Keywords: Endometrial carcinoma; Molecular subtype; Proteomics.

Fig. 1

Cohort Description. A. Schematic of proteomic workflow depicting the number of samples across the 4 molecular cohorts. Of the 182 samples in the study, 159 were hysterectomies and 23 were biopsies. The study included 11 replicate hysterectomy samples, defined as being from a different tumor block of the same case. There were 21 biopsy samples which were matched to hysterectomy samples and 2 biopsies that were not matched to hysterectomy. For subtype analysis, the proteomic data from 148 hysterectomy samples was used, consisting of 34 POLEmut, 40 MMRd, 35 p53abn, and 39 NSMP. The cohort features including histotype, grade, lymphovascular invasion (LVI), lymph node positivity and progression free survival (PFS) are displayed for individual samples (B) and as bar plots (C). PFS of 1 indicates a progression event within 5 years, while 0 indicates no progression event. MMMT indicates malignant mixed Mullerian tumor.

### Record extracts:
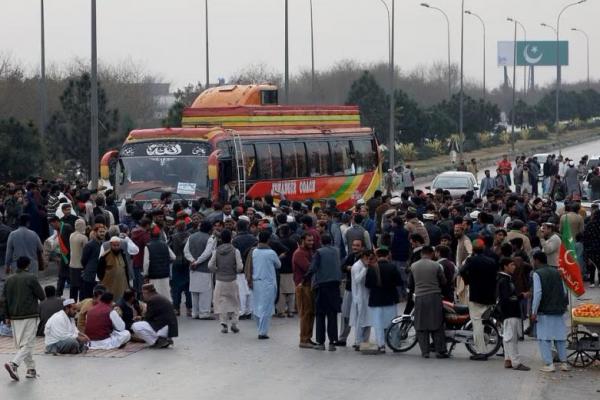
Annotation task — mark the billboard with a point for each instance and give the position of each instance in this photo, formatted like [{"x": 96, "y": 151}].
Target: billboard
[{"x": 539, "y": 53}]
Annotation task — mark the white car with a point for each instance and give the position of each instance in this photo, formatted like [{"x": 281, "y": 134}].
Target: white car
[{"x": 456, "y": 182}]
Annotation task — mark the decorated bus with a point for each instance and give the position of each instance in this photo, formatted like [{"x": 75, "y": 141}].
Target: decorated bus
[{"x": 237, "y": 139}]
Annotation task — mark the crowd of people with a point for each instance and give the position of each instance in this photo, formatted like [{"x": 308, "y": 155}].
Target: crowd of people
[{"x": 131, "y": 271}]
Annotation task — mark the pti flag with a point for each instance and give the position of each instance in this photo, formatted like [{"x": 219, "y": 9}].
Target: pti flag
[{"x": 568, "y": 264}]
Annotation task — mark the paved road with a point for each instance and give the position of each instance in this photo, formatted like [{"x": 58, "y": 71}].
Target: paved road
[{"x": 207, "y": 364}]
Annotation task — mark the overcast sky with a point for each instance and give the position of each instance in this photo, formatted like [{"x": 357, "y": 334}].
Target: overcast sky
[{"x": 167, "y": 36}]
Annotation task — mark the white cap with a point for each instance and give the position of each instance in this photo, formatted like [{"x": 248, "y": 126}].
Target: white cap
[
  {"x": 68, "y": 302},
  {"x": 115, "y": 239}
]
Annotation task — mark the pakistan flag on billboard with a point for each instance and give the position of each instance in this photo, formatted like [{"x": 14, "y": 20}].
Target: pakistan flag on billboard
[{"x": 542, "y": 53}]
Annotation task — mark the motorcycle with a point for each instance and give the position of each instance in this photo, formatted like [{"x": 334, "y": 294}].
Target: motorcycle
[{"x": 402, "y": 336}]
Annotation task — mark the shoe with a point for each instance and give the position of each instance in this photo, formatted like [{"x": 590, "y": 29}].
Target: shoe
[
  {"x": 522, "y": 367},
  {"x": 161, "y": 343},
  {"x": 548, "y": 368},
  {"x": 478, "y": 357},
  {"x": 12, "y": 370}
]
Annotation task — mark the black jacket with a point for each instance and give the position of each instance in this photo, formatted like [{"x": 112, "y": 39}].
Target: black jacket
[
  {"x": 508, "y": 300},
  {"x": 383, "y": 284},
  {"x": 479, "y": 272},
  {"x": 160, "y": 313}
]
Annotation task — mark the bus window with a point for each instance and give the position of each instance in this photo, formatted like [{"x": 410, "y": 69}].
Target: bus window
[
  {"x": 340, "y": 155},
  {"x": 269, "y": 160},
  {"x": 365, "y": 157},
  {"x": 318, "y": 158},
  {"x": 294, "y": 160},
  {"x": 250, "y": 161}
]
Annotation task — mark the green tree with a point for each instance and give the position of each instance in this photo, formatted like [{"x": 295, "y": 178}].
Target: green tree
[
  {"x": 373, "y": 104},
  {"x": 69, "y": 129},
  {"x": 183, "y": 98},
  {"x": 20, "y": 149}
]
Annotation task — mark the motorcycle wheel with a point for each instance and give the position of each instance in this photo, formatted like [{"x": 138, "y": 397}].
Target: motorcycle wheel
[
  {"x": 493, "y": 339},
  {"x": 401, "y": 336}
]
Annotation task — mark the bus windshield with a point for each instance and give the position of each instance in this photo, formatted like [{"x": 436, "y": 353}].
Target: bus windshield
[{"x": 186, "y": 176}]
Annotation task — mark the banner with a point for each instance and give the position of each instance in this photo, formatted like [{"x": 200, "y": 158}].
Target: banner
[
  {"x": 538, "y": 53},
  {"x": 568, "y": 265}
]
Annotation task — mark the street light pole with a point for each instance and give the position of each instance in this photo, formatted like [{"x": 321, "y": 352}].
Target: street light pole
[
  {"x": 287, "y": 70},
  {"x": 558, "y": 72},
  {"x": 207, "y": 56},
  {"x": 426, "y": 5},
  {"x": 312, "y": 56},
  {"x": 94, "y": 105},
  {"x": 43, "y": 94},
  {"x": 587, "y": 40},
  {"x": 468, "y": 12},
  {"x": 524, "y": 66},
  {"x": 512, "y": 114}
]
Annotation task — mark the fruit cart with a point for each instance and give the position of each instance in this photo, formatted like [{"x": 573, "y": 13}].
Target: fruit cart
[{"x": 583, "y": 343}]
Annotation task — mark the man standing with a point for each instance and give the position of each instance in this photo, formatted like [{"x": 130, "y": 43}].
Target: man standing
[
  {"x": 262, "y": 278},
  {"x": 426, "y": 279},
  {"x": 21, "y": 294},
  {"x": 201, "y": 284},
  {"x": 326, "y": 274},
  {"x": 23, "y": 242},
  {"x": 158, "y": 257},
  {"x": 551, "y": 243},
  {"x": 160, "y": 322},
  {"x": 479, "y": 272},
  {"x": 104, "y": 326},
  {"x": 61, "y": 334},
  {"x": 547, "y": 308},
  {"x": 304, "y": 297},
  {"x": 487, "y": 184},
  {"x": 112, "y": 268}
]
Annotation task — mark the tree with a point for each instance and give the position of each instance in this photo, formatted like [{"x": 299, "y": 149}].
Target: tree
[
  {"x": 69, "y": 129},
  {"x": 183, "y": 98},
  {"x": 20, "y": 149},
  {"x": 373, "y": 104}
]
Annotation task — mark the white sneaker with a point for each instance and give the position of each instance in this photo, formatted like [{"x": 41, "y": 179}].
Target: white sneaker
[{"x": 548, "y": 368}]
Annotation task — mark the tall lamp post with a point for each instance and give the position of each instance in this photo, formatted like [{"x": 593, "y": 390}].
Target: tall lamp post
[
  {"x": 426, "y": 5},
  {"x": 312, "y": 56},
  {"x": 587, "y": 40},
  {"x": 94, "y": 164},
  {"x": 524, "y": 66},
  {"x": 469, "y": 12},
  {"x": 206, "y": 30},
  {"x": 391, "y": 138},
  {"x": 43, "y": 94},
  {"x": 512, "y": 113},
  {"x": 558, "y": 72}
]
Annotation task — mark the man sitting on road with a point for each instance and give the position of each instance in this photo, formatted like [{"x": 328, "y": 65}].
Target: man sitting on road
[
  {"x": 104, "y": 326},
  {"x": 61, "y": 334},
  {"x": 160, "y": 323}
]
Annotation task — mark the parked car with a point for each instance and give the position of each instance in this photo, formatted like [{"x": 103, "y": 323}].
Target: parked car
[{"x": 456, "y": 182}]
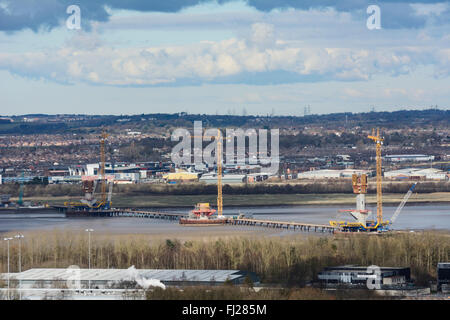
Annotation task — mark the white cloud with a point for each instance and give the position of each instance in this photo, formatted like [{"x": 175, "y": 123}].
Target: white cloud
[{"x": 94, "y": 62}]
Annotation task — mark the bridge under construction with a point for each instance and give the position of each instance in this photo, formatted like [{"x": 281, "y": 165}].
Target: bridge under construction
[{"x": 232, "y": 220}]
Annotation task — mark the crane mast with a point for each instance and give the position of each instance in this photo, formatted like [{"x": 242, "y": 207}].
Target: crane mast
[
  {"x": 219, "y": 174},
  {"x": 379, "y": 141},
  {"x": 102, "y": 166}
]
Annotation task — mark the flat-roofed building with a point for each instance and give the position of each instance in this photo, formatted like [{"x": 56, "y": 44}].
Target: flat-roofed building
[
  {"x": 443, "y": 276},
  {"x": 116, "y": 278},
  {"x": 408, "y": 157},
  {"x": 356, "y": 276}
]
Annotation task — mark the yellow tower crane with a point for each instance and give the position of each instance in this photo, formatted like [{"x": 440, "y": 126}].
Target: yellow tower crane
[
  {"x": 379, "y": 141},
  {"x": 219, "y": 139},
  {"x": 102, "y": 166}
]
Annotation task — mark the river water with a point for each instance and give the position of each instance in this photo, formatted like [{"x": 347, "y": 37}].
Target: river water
[{"x": 413, "y": 217}]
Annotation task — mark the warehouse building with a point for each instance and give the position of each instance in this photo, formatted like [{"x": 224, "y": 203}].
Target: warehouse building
[
  {"x": 416, "y": 174},
  {"x": 408, "y": 157},
  {"x": 180, "y": 176},
  {"x": 356, "y": 276},
  {"x": 120, "y": 278},
  {"x": 226, "y": 179},
  {"x": 331, "y": 174}
]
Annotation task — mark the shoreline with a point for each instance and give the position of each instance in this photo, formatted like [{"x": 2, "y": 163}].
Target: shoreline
[{"x": 256, "y": 200}]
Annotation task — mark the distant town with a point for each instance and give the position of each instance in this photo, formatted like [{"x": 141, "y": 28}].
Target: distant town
[{"x": 58, "y": 149}]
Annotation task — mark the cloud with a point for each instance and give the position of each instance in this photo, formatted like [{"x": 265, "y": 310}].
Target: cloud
[
  {"x": 257, "y": 59},
  {"x": 47, "y": 14}
]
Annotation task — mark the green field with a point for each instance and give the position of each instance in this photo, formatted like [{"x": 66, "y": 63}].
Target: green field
[{"x": 252, "y": 199}]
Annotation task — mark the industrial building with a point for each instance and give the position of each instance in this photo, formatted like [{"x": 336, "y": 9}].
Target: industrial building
[
  {"x": 117, "y": 278},
  {"x": 226, "y": 179},
  {"x": 180, "y": 176},
  {"x": 356, "y": 276},
  {"x": 443, "y": 277},
  {"x": 417, "y": 174},
  {"x": 408, "y": 157},
  {"x": 331, "y": 174}
]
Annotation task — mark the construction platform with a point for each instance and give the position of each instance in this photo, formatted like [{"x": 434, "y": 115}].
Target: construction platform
[
  {"x": 296, "y": 226},
  {"x": 282, "y": 225}
]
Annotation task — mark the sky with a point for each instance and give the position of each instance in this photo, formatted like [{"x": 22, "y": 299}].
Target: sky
[{"x": 223, "y": 56}]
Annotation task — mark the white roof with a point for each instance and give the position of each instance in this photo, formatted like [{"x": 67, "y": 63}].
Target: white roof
[{"x": 49, "y": 274}]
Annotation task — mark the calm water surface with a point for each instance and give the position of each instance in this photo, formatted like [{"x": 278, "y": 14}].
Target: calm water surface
[{"x": 414, "y": 217}]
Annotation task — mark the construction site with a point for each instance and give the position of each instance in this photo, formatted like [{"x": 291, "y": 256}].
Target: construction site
[{"x": 358, "y": 220}]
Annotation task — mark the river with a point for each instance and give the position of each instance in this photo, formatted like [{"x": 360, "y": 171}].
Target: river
[{"x": 413, "y": 217}]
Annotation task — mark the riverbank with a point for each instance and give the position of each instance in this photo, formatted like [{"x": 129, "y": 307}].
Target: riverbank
[{"x": 235, "y": 200}]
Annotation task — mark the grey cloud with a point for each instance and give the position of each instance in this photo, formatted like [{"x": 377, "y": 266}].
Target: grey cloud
[{"x": 47, "y": 14}]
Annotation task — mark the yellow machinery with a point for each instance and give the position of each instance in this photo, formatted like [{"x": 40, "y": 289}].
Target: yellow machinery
[
  {"x": 379, "y": 141},
  {"x": 359, "y": 184},
  {"x": 89, "y": 202},
  {"x": 102, "y": 166},
  {"x": 219, "y": 139}
]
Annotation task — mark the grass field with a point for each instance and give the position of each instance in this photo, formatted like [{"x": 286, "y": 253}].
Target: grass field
[{"x": 253, "y": 200}]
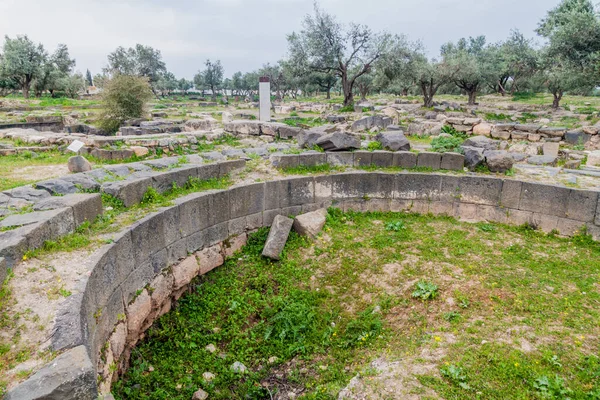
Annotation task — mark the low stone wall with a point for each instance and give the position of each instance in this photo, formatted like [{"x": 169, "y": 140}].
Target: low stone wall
[
  {"x": 136, "y": 278},
  {"x": 378, "y": 158}
]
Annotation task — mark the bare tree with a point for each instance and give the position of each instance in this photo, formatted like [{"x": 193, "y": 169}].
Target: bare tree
[{"x": 328, "y": 47}]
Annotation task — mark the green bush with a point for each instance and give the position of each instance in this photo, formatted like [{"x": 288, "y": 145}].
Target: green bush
[
  {"x": 124, "y": 97},
  {"x": 445, "y": 144}
]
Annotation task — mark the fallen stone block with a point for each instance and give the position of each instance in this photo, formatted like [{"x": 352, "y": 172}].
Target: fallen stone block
[
  {"x": 310, "y": 224},
  {"x": 69, "y": 376},
  {"x": 280, "y": 230}
]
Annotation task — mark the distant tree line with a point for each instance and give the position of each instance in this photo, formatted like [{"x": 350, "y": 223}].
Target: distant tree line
[{"x": 352, "y": 60}]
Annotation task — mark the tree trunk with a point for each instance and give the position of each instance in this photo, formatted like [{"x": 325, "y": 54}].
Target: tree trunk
[
  {"x": 556, "y": 101},
  {"x": 472, "y": 97}
]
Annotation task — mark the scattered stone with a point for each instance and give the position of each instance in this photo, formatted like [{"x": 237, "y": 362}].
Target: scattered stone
[
  {"x": 550, "y": 149},
  {"x": 239, "y": 368},
  {"x": 498, "y": 160},
  {"x": 208, "y": 376},
  {"x": 594, "y": 158},
  {"x": 338, "y": 141},
  {"x": 573, "y": 164},
  {"x": 280, "y": 230},
  {"x": 211, "y": 348},
  {"x": 393, "y": 141},
  {"x": 139, "y": 151},
  {"x": 310, "y": 224},
  {"x": 542, "y": 160},
  {"x": 481, "y": 142},
  {"x": 79, "y": 164},
  {"x": 200, "y": 395}
]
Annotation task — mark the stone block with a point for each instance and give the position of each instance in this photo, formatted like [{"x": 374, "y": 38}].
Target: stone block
[
  {"x": 193, "y": 213},
  {"x": 71, "y": 375},
  {"x": 581, "y": 205},
  {"x": 209, "y": 259},
  {"x": 545, "y": 223},
  {"x": 278, "y": 234},
  {"x": 453, "y": 161},
  {"x": 310, "y": 224},
  {"x": 551, "y": 200},
  {"x": 362, "y": 158},
  {"x": 480, "y": 190},
  {"x": 492, "y": 214},
  {"x": 382, "y": 159},
  {"x": 246, "y": 200},
  {"x": 340, "y": 158},
  {"x": 284, "y": 161},
  {"x": 130, "y": 192},
  {"x": 234, "y": 244},
  {"x": 185, "y": 271},
  {"x": 405, "y": 159},
  {"x": 418, "y": 187},
  {"x": 569, "y": 227},
  {"x": 146, "y": 237},
  {"x": 86, "y": 207},
  {"x": 312, "y": 159},
  {"x": 429, "y": 160},
  {"x": 511, "y": 194}
]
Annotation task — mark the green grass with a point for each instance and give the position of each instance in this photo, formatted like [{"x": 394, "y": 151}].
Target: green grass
[{"x": 501, "y": 312}]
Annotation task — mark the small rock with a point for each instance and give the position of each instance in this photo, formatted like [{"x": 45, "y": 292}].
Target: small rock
[
  {"x": 280, "y": 230},
  {"x": 310, "y": 224},
  {"x": 79, "y": 164},
  {"x": 200, "y": 395},
  {"x": 208, "y": 376},
  {"x": 211, "y": 348},
  {"x": 239, "y": 368}
]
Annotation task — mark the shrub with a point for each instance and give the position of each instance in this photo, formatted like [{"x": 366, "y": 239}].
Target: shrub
[
  {"x": 445, "y": 144},
  {"x": 124, "y": 97}
]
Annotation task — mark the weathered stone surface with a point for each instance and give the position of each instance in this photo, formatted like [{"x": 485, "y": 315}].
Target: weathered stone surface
[
  {"x": 542, "y": 160},
  {"x": 310, "y": 224},
  {"x": 340, "y": 158},
  {"x": 209, "y": 259},
  {"x": 453, "y": 161},
  {"x": 498, "y": 160},
  {"x": 473, "y": 157},
  {"x": 394, "y": 141},
  {"x": 338, "y": 141},
  {"x": 242, "y": 127},
  {"x": 551, "y": 149},
  {"x": 69, "y": 376},
  {"x": 280, "y": 230},
  {"x": 137, "y": 313},
  {"x": 57, "y": 186},
  {"x": 483, "y": 129},
  {"x": 86, "y": 207},
  {"x": 594, "y": 158},
  {"x": 307, "y": 139},
  {"x": 79, "y": 164},
  {"x": 429, "y": 160},
  {"x": 200, "y": 395},
  {"x": 481, "y": 142},
  {"x": 185, "y": 271}
]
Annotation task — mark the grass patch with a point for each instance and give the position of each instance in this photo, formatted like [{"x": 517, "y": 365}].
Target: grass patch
[{"x": 501, "y": 312}]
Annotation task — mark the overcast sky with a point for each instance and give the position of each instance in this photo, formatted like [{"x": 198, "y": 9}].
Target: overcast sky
[{"x": 245, "y": 34}]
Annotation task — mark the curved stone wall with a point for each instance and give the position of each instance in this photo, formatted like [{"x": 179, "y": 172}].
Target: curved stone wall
[{"x": 136, "y": 278}]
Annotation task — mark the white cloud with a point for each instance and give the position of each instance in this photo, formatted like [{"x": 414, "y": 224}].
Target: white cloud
[{"x": 245, "y": 34}]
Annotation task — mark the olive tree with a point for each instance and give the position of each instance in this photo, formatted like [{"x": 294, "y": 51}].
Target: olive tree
[
  {"x": 124, "y": 97},
  {"x": 22, "y": 61},
  {"x": 210, "y": 78},
  {"x": 327, "y": 46}
]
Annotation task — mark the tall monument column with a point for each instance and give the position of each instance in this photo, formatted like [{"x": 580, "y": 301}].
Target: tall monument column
[{"x": 264, "y": 93}]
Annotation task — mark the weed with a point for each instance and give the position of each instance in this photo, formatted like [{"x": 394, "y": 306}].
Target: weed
[{"x": 425, "y": 290}]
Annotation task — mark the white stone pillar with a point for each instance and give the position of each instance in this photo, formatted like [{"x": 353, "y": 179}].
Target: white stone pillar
[{"x": 264, "y": 93}]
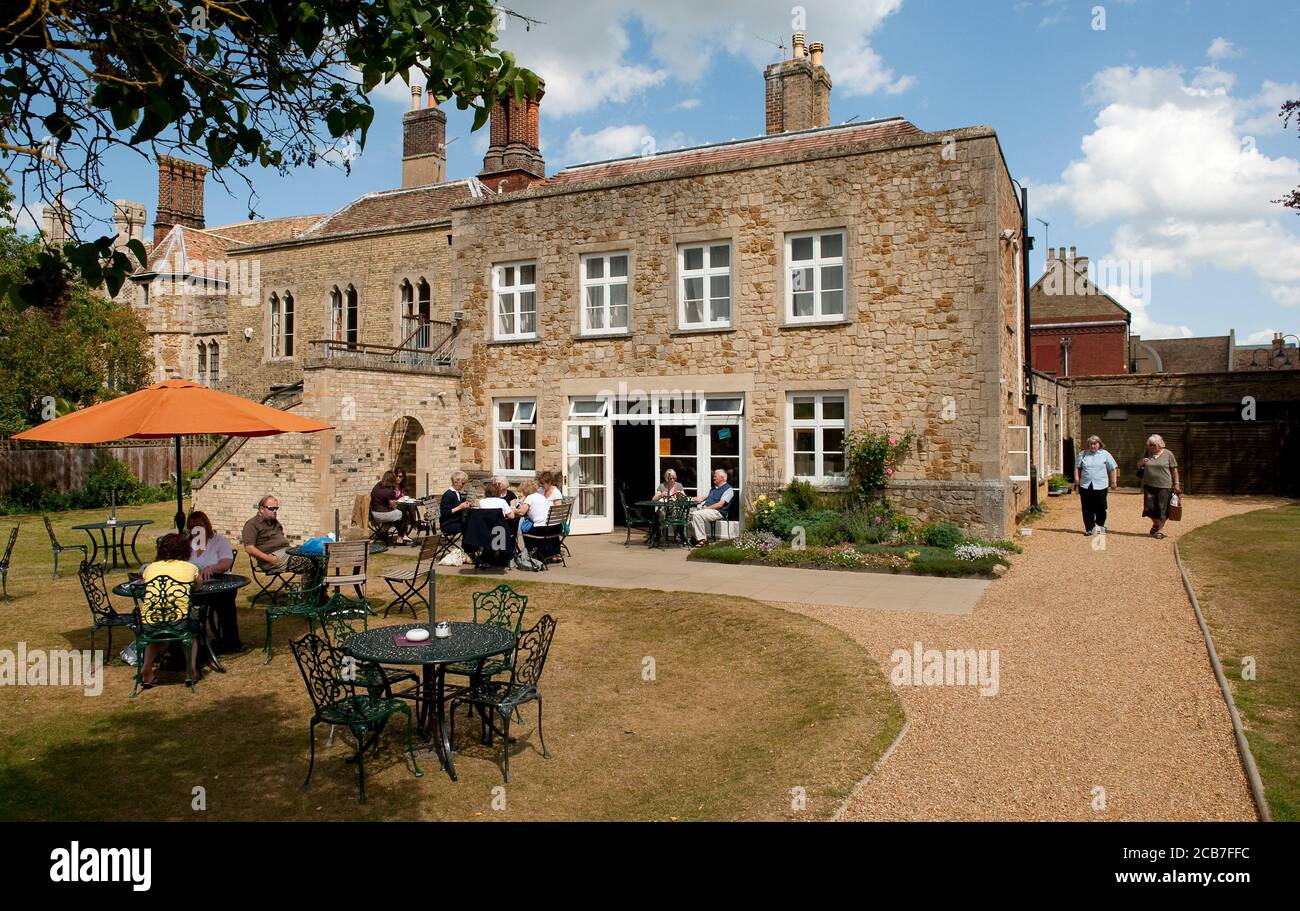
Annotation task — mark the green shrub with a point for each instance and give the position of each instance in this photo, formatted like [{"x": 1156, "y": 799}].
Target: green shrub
[
  {"x": 941, "y": 534},
  {"x": 801, "y": 497}
]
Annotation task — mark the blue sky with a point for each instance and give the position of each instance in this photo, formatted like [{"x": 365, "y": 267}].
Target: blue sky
[{"x": 1152, "y": 141}]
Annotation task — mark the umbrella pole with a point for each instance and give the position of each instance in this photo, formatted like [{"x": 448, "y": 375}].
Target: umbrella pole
[{"x": 180, "y": 490}]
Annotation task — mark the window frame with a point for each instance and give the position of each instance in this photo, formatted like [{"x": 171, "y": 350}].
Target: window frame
[
  {"x": 1010, "y": 452},
  {"x": 605, "y": 283},
  {"x": 705, "y": 273},
  {"x": 818, "y": 423},
  {"x": 518, "y": 290},
  {"x": 515, "y": 425},
  {"x": 817, "y": 264}
]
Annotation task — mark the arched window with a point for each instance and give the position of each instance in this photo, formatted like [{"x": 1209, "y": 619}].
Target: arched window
[
  {"x": 351, "y": 316},
  {"x": 423, "y": 312},
  {"x": 286, "y": 338},
  {"x": 336, "y": 315},
  {"x": 274, "y": 326}
]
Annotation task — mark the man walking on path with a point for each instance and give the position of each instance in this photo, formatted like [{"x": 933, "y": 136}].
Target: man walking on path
[{"x": 1095, "y": 472}]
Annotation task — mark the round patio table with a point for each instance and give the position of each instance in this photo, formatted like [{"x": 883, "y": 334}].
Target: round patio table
[
  {"x": 117, "y": 549},
  {"x": 203, "y": 597},
  {"x": 468, "y": 642}
]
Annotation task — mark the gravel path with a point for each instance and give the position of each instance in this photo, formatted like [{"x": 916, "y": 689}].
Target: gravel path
[{"x": 1103, "y": 682}]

### Problem details:
According to the caption, how many hysterectomy samples provided the proteomic data used for subtype analysis? Please answer from the caption alone, not the rows.

### Output for this task:
148 hysterectomy samples.